====== Provided text ======

The actuator 1130 may be configured to move the OPFE 1110 or an optical lens to a certain position. For example, the actuator 1130 may be configured to adjust the position of the optical lens such that an image sensor 1142 is positioned at a focal length of the optical lens for accurate sensing.

The image sensing device 1140 may include the image sensor 1142, a control logic 1144, and a memory 1146. The image sensor 1142 may be configured to sense an image of an object using the light L provided through the optical lens. The control logic 1144 may be configured to control all operations of the camera module 1100b. For example, the control logic 1144 may be configured to control operation of the camera module 1100b according to a control signal provided through a control signal line CSLb.

The memory 1146 may be configured to store information, such as calibration data 1147, used in the operation of the camera module 1100b. The calibration data 1147 may include information, which is used by the camera module 1100b to generate image data using the light L provided from outside. The calibration data 1147 may include information about a degree of rotation, information about a focal length, information about an optical axis, or the like. When the camera module 1100b is implemented as a multi-state camera that has a focal length varying with the position of the optical lens, the calibration data 1147 may include a value of a focal length for each position (or state) of the optical lens and information about auto focusing.

The storage 1150 may be configured to store image data sensed by the image sensor 1142. The storage 1150 may be provided outside the image sensing device 1140 and may form a stack with a sensor chip of the image sensing device 1140. In some embodiments, although the storage 1150 may include electrically erasable programmable read-only memory (EEPROM), embodiments are not limited thereto.

The image sensor 1142 may include the image sensor 100 described with reference to FIGS. 7A to 7D or image sensors variously modified and changed therefrom within the scope of the inventive concept.

Referring to FIGS. 9A and 9B, in some embodiments, each of the camera modules 1100a, 1100b, and 1100c may include the actuator 1130. Accordingly, the camera modules 1100a, 1100b, and 1100c may include the calibration data 1147, which is the same or different among the camera modules 1100a, 1100b, and 1100c according to the operation of the actuator 1130 included in each of the camera modules 1100a, 1100b, and 1100c.

In some embodiments, one (e.g., the camera module 1100b) of the camera modules 1100a, 1100b, and 1100c may be of a folded-lens type including the prism 1105 and the OPFE 1110, which are described above, while the other camera modules (e.g., the camera modules 1100a and 1100c) may be of a vertical type that does not include the prism 1105 and the OPFE 1110. However, embodiments are not limited thereto.

In some embodiments, one (e.g., the camera module 1100c) of the camera modules 1100a, 1100b, and 1100c may include a vertical depth camera, which extracts depth information using an infrared ray (IR). In this case, the application processor 1200 may generate a three-dimensional (3D) depth image by merging image data provided from the depth camera with image data provided from another camera module (e.g., the camera module 1100a or 1100b).

In some embodiments, at least two camera modules (e.g., 1100a and 1100b) among the camera modules 1100a, 1100b, and 1100c may have different field-of-views. In this case, for example, the two camera modules (e.g., 1100a and 1100b) among the camera modules 1100a, 1100b, and 1100c may respectively have different optical lenses. However, embodiments are not limited thereto.

In some embodiments, the camera modules 1100a, 1100b, and 1100c may have different field-of-views from each other. In this case, although the camera modules 1100a, 1100b, and 1100c may respectively have different optical lenses, the inventive concept is not limited thereto.

====== Given data ======

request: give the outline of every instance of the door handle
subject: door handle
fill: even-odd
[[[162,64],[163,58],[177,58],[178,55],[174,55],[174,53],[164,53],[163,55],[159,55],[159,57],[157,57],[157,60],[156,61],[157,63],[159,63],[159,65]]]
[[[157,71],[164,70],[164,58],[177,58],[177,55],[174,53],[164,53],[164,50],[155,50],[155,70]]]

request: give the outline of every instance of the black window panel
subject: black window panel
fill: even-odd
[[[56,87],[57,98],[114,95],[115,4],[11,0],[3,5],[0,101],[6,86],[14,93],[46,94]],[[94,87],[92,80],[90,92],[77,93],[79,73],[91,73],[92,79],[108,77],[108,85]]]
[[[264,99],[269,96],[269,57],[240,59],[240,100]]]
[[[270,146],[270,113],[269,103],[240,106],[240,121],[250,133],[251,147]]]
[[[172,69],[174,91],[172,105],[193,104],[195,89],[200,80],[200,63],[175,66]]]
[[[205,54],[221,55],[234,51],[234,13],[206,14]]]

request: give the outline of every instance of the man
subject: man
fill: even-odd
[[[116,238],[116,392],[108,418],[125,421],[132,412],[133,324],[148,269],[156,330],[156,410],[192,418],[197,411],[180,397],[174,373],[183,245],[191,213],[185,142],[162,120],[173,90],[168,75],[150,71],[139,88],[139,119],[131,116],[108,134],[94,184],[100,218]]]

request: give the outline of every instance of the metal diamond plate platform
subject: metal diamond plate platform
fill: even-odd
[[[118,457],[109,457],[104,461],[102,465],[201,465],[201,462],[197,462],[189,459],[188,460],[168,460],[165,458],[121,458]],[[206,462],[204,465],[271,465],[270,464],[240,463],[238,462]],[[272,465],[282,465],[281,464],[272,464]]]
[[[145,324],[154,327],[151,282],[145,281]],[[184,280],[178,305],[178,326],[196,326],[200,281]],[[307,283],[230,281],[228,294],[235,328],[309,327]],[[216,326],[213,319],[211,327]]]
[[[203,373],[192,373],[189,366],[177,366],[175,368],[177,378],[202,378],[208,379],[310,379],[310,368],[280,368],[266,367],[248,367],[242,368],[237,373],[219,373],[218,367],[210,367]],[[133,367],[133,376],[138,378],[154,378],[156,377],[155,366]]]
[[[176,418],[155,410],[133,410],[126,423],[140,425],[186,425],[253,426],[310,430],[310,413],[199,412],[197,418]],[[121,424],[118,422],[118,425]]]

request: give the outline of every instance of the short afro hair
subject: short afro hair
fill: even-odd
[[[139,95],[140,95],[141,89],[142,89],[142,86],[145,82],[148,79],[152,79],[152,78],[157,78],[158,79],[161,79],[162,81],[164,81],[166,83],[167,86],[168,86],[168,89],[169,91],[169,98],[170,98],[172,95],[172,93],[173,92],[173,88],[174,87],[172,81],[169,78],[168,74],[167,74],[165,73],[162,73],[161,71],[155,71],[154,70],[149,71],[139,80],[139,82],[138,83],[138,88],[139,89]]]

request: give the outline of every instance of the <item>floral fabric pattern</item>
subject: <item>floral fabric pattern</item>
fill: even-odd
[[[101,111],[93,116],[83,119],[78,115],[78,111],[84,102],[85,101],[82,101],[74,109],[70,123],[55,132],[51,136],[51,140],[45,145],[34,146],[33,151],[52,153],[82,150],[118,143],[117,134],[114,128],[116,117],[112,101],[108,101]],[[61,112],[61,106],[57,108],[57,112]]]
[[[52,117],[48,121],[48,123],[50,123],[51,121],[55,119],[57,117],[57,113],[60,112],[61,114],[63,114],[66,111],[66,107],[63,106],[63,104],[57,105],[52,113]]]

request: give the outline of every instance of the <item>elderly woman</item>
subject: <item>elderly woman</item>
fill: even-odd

======

* Task list *
**1)** Using the camera module text, answer each question on its own line.
(a) What kind of memory may the storage 1150 include in some embodiments?
(b) What does the vertical depth camera use to extract depth information?
(c) What three components does the image sensing device 1140 include?
**2)** Transcribe the part of the camera module text between "The image sensing device 1140 may" and "signal line CSLb.", inclusive.

* Outputs in order *
**1)**
(a) Electrically erasable programmable read-only memory (EEPROM)
(b) An infrared ray (IR)
(c) The image sensor 1142, a control logic 1144, and a memory 1146

**2)**
The image sensing device 1140 may include the image sensor 1142, a control logic 1144, and a memory 1146. The image sensor 1142 may be configured to sense an image of an object using the light L provided through the optical lens. The control logic 1144 may be configured to control all operations of the camera module 1100b. For example, the control logic 1144 may be configured to control operation of the camera module 1100b according to a control signal provided through a control signal line CSLb.